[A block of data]
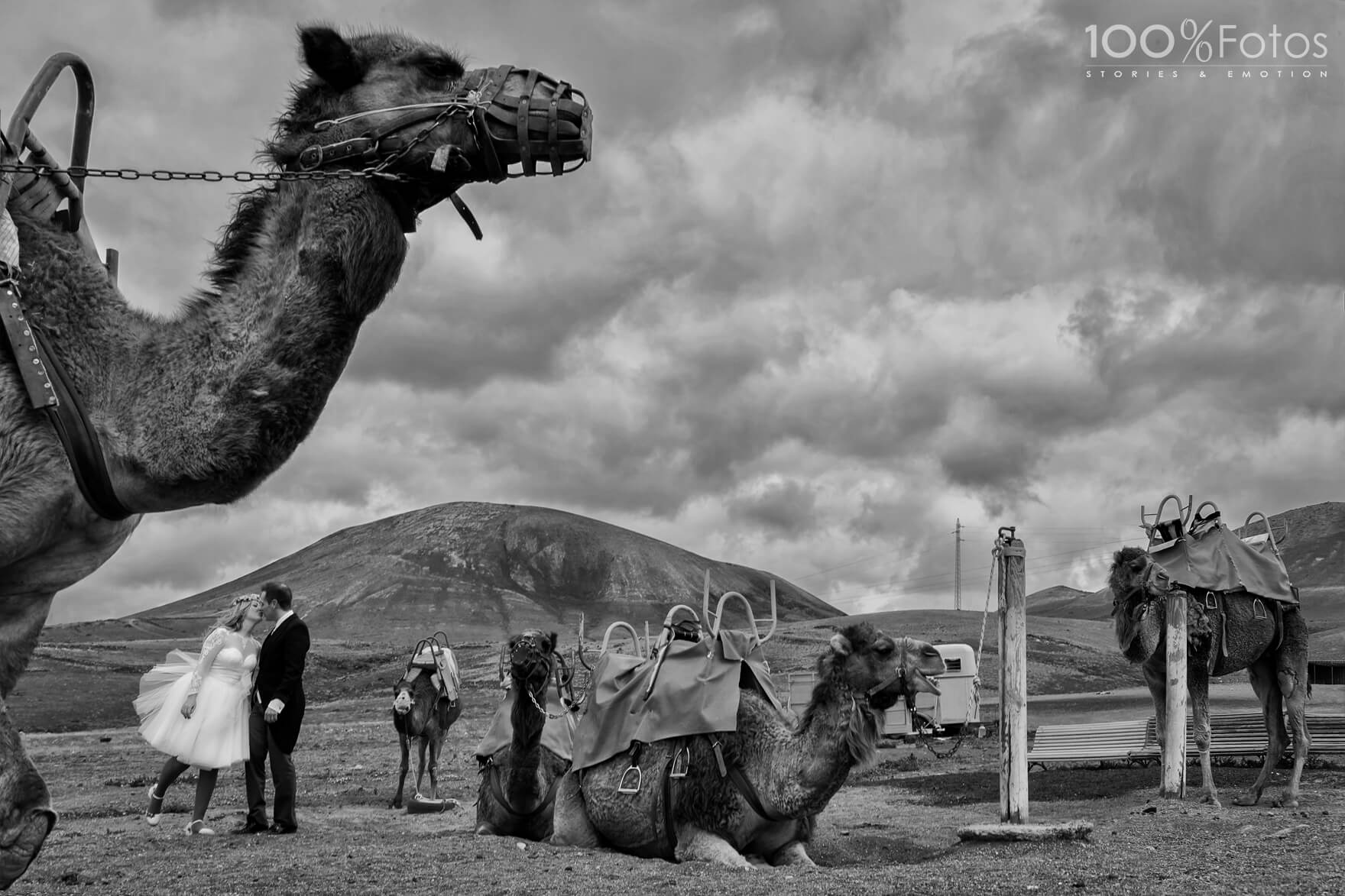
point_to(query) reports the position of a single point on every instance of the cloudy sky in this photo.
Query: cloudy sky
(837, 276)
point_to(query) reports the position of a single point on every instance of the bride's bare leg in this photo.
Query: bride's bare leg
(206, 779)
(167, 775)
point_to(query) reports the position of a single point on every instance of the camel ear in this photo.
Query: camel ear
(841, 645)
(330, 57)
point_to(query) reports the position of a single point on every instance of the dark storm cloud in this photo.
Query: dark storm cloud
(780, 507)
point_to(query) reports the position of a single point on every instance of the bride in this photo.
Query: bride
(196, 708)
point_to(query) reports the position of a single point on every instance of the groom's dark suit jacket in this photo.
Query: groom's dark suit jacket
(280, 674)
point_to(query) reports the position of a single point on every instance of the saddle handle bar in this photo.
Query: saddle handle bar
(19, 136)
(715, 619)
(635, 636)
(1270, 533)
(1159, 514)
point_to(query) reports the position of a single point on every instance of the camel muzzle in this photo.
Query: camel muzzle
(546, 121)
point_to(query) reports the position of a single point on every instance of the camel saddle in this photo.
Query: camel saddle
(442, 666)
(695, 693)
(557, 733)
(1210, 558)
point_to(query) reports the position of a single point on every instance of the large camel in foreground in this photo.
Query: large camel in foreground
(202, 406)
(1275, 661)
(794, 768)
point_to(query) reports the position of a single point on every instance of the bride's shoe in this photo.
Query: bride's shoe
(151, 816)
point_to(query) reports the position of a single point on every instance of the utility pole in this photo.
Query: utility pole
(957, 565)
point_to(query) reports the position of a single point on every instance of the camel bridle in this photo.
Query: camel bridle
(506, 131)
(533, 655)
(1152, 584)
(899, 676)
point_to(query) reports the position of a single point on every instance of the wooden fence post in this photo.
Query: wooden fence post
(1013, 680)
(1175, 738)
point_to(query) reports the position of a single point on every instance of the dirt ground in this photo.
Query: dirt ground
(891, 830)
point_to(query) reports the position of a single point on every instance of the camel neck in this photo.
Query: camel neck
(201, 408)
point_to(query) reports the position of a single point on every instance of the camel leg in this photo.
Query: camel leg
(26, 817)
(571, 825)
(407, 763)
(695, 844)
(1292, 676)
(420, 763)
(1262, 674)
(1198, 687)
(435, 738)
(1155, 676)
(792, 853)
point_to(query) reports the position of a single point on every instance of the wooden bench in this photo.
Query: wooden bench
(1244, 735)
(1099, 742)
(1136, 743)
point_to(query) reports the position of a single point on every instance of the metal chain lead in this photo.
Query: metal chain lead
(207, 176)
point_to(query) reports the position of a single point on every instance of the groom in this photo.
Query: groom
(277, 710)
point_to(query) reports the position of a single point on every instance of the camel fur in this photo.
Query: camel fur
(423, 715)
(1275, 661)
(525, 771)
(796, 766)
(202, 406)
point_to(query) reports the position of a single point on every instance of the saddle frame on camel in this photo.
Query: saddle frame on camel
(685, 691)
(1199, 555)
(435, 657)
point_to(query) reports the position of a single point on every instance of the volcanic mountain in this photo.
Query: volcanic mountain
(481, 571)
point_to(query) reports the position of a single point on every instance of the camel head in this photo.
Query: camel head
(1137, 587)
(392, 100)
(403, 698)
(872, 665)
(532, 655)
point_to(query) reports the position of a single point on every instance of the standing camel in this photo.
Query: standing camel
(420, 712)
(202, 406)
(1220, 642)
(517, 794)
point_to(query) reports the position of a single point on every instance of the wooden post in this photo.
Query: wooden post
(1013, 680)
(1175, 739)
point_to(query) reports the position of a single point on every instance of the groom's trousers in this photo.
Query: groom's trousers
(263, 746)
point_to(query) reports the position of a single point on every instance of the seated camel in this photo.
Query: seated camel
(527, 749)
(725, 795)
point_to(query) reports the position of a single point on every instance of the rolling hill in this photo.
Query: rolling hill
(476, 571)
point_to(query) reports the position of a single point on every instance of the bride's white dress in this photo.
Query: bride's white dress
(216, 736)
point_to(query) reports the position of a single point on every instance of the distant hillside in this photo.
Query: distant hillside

### Exercise
Output only the lines running from the line with "seated camel in this photo." through the final line of the data, inclusive.

### Task output
point_to(query) reports the position of a single point on every instance of the seated camel in this photo.
Query: seated camel
(527, 749)
(725, 795)
point_to(query) reports the position of a single point on every instance of the rolling hill in this photo.
Query: rolling hill
(476, 571)
point_to(query) reports the position of a single point on every instance of the bride's white dress in this photo.
Query: bride's white dress
(216, 736)
point_to(query) reports the position of a single point on every instance of the distant hillside in this photo.
Query: distant hillside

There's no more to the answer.